» **Goal of the exercise**: Pick out every line in the items below that contains the word "puffy", and copy each one. Matching is case-sensitive.

» **Provided information**:

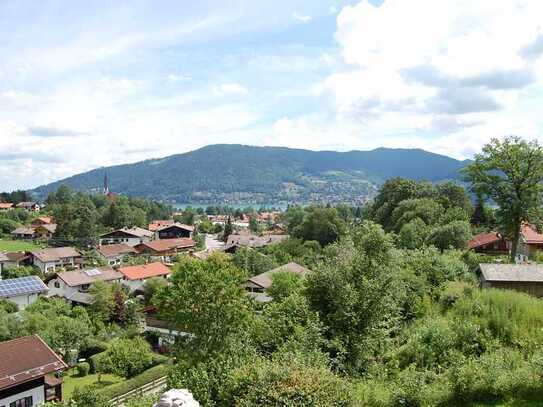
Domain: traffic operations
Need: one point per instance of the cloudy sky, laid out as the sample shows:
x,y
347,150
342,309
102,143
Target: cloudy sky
x,y
90,84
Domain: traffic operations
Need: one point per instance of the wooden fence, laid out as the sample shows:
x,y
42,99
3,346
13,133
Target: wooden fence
x,y
149,388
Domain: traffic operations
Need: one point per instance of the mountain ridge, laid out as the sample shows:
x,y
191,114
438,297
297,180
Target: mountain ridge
x,y
235,173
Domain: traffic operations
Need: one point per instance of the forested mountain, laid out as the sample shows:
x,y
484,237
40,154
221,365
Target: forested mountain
x,y
246,174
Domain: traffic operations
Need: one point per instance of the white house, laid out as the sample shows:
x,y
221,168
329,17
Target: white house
x,y
114,253
129,236
135,276
12,259
27,373
22,291
75,285
49,260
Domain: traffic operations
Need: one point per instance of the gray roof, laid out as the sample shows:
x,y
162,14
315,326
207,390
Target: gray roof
x,y
264,280
14,287
82,298
253,241
89,276
135,231
56,254
532,273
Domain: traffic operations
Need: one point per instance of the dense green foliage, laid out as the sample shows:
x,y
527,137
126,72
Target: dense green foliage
x,y
81,217
511,173
237,173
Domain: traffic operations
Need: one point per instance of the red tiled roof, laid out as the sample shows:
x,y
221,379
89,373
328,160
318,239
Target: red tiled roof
x,y
55,254
177,225
158,224
112,250
145,271
531,235
482,239
26,358
42,219
165,245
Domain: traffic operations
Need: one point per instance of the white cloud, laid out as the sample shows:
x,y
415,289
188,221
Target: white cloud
x,y
417,70
301,18
231,88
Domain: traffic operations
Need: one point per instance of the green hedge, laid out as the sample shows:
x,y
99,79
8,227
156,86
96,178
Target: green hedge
x,y
124,387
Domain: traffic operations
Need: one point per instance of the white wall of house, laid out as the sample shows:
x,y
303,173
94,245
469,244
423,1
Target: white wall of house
x,y
130,241
24,301
114,260
37,394
51,267
133,285
59,288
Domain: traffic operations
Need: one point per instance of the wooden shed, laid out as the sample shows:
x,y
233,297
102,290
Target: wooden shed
x,y
527,278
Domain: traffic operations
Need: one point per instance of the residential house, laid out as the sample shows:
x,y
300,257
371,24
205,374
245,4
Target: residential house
x,y
165,248
159,224
174,231
525,277
130,236
29,373
5,206
13,259
488,242
23,233
530,240
115,253
136,276
49,260
252,241
29,206
45,231
261,282
41,220
22,291
75,285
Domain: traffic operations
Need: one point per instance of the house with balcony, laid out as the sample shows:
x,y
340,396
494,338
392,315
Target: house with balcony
x,y
128,236
50,260
29,373
75,285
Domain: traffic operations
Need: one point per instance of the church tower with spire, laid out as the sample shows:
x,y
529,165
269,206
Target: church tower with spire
x,y
106,184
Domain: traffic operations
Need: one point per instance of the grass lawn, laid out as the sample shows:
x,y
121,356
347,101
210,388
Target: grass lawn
x,y
71,381
17,245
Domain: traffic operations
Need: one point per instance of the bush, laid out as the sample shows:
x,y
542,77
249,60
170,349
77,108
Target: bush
x,y
494,375
83,369
138,381
283,382
94,362
126,357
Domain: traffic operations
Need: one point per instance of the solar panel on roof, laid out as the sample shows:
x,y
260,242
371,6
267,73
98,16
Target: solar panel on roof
x,y
20,286
92,272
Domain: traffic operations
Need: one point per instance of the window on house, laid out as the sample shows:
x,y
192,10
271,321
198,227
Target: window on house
x,y
24,402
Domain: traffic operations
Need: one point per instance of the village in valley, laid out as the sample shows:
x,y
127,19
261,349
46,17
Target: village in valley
x,y
111,299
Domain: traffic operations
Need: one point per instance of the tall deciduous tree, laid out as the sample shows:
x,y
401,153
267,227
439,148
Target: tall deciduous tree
x,y
510,172
206,299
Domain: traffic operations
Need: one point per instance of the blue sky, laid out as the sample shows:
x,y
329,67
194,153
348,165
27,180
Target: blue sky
x,y
86,85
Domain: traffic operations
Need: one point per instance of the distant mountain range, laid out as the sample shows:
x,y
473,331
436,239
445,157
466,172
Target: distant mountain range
x,y
239,174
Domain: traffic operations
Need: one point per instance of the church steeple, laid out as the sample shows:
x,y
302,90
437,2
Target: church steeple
x,y
106,184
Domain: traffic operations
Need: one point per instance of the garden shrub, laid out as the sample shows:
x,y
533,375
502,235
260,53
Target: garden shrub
x,y
83,369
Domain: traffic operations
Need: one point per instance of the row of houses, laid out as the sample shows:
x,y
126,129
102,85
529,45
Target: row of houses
x,y
531,240
75,285
29,206
42,228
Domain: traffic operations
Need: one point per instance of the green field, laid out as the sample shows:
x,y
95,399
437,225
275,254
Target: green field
x,y
71,381
17,245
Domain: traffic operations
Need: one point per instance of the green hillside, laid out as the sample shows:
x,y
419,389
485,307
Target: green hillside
x,y
237,173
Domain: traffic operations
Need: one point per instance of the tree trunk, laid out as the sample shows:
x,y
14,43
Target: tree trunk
x,y
516,239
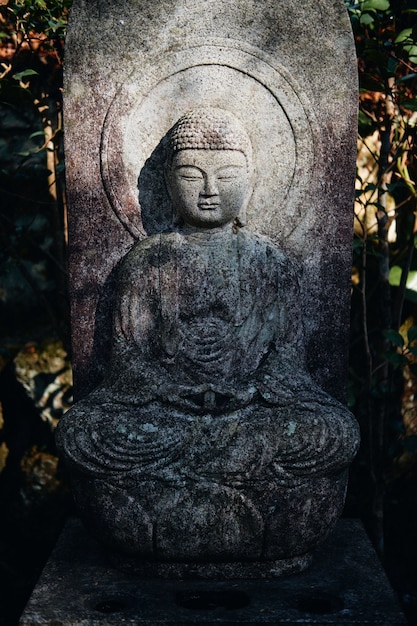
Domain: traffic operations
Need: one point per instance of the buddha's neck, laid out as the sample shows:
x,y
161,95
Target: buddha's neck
x,y
220,232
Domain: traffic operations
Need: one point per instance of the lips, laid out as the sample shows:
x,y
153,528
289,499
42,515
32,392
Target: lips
x,y
208,206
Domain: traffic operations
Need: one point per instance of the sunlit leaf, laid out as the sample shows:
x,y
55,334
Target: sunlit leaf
x,y
20,75
377,5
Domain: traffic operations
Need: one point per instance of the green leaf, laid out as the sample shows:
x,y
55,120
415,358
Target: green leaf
x,y
413,368
404,35
394,337
39,133
412,334
376,5
366,19
23,74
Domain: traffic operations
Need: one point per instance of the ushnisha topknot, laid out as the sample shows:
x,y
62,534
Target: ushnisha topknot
x,y
209,129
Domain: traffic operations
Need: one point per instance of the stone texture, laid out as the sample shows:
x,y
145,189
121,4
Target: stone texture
x,y
345,585
208,441
288,70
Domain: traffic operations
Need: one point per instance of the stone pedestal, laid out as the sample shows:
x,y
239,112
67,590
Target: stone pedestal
x,y
345,585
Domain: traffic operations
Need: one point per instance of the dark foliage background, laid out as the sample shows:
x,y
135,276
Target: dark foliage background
x,y
35,372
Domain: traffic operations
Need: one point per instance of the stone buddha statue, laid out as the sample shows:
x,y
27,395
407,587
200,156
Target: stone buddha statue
x,y
208,441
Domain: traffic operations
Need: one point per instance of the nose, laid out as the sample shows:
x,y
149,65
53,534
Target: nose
x,y
210,186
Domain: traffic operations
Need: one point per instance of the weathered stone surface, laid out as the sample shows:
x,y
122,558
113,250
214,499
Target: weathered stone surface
x,y
286,70
211,436
207,440
345,585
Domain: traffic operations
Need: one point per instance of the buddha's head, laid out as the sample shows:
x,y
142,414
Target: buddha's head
x,y
209,169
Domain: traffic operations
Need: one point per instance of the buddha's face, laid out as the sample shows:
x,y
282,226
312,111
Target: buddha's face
x,y
209,187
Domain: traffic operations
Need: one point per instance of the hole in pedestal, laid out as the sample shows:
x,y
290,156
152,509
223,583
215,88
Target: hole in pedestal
x,y
320,603
110,605
210,599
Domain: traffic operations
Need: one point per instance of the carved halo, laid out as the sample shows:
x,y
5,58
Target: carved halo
x,y
273,109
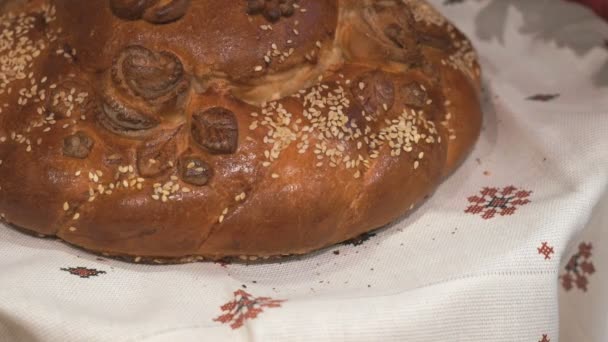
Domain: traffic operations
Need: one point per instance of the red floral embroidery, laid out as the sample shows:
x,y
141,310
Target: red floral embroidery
x,y
578,268
83,272
546,250
497,201
243,307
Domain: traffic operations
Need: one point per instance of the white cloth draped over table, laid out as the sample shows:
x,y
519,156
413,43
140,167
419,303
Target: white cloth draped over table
x,y
512,247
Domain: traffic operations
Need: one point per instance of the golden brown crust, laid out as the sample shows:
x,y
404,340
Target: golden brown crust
x,y
202,128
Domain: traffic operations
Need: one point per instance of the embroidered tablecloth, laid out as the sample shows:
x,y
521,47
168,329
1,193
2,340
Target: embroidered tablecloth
x,y
511,248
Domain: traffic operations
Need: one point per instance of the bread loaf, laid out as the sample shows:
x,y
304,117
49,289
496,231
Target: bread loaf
x,y
185,130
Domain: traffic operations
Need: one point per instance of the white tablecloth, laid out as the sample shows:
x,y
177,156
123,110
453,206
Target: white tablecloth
x,y
534,269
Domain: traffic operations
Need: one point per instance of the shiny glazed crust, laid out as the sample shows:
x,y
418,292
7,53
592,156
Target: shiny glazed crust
x,y
182,130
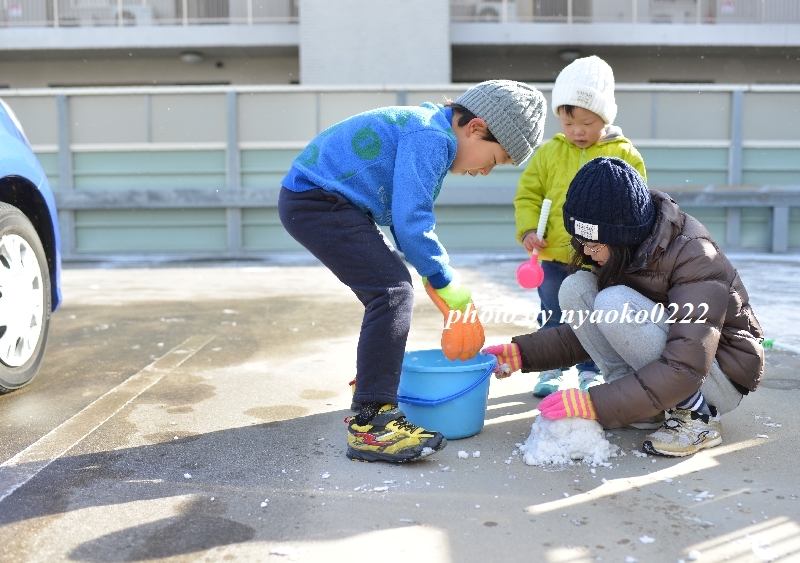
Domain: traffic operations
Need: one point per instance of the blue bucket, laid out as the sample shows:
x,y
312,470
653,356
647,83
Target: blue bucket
x,y
448,396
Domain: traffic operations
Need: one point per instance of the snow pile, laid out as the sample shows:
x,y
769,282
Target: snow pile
x,y
560,441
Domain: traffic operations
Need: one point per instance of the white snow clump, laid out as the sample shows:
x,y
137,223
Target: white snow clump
x,y
561,441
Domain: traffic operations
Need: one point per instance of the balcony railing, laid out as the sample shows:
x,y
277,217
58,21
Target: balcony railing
x,y
64,13
627,11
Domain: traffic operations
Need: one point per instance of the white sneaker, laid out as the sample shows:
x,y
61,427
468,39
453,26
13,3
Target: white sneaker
x,y
684,433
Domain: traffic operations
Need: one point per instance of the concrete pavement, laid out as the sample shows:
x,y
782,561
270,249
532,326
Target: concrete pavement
x,y
195,414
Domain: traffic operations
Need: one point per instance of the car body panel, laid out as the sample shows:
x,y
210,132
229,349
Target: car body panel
x,y
20,167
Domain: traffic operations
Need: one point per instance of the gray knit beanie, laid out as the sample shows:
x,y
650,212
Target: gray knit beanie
x,y
514,112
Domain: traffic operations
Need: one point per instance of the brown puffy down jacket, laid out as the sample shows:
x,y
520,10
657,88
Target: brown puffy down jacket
x,y
678,263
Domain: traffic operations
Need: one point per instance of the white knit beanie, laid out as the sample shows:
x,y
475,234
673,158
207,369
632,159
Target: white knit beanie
x,y
589,84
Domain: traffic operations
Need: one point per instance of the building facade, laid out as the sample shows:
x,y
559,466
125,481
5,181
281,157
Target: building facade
x,y
165,127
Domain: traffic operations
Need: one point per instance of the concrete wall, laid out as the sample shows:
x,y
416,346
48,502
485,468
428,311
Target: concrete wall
x,y
144,70
374,42
729,65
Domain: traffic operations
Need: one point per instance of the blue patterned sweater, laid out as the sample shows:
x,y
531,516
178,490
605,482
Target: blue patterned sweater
x,y
390,163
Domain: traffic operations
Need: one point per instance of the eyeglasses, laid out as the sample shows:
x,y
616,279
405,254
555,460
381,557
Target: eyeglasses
x,y
592,249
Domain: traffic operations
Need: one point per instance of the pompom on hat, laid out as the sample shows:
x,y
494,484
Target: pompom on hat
x,y
609,203
587,83
513,111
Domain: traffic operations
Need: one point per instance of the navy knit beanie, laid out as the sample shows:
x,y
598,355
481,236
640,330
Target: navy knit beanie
x,y
609,203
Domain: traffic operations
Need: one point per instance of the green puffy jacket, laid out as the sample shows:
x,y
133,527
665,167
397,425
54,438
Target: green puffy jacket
x,y
548,175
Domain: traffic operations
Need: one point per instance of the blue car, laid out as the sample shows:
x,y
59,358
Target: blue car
x,y
30,256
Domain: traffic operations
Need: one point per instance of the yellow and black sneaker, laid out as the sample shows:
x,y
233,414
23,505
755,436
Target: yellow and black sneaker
x,y
388,436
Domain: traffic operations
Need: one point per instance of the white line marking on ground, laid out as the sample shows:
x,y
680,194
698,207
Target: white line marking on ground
x,y
24,466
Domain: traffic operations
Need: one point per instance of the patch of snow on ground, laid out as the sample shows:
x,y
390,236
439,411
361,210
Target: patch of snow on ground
x,y
561,441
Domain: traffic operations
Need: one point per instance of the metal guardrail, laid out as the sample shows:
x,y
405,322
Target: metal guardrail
x,y
235,198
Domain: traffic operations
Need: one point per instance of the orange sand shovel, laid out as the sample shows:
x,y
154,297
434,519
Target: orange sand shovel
x,y
462,336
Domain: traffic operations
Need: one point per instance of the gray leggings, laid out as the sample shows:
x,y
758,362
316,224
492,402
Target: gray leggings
x,y
619,349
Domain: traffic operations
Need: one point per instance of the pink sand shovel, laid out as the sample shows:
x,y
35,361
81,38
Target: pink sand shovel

» **Final result**:
Need: one point per instance of the brown puffy down jacket, laid out as the sample shows:
Target: brown puffy down jacket
Need: one point per instance of the green puffy jacket, laid out as the sample shows:
Target: green puffy jacket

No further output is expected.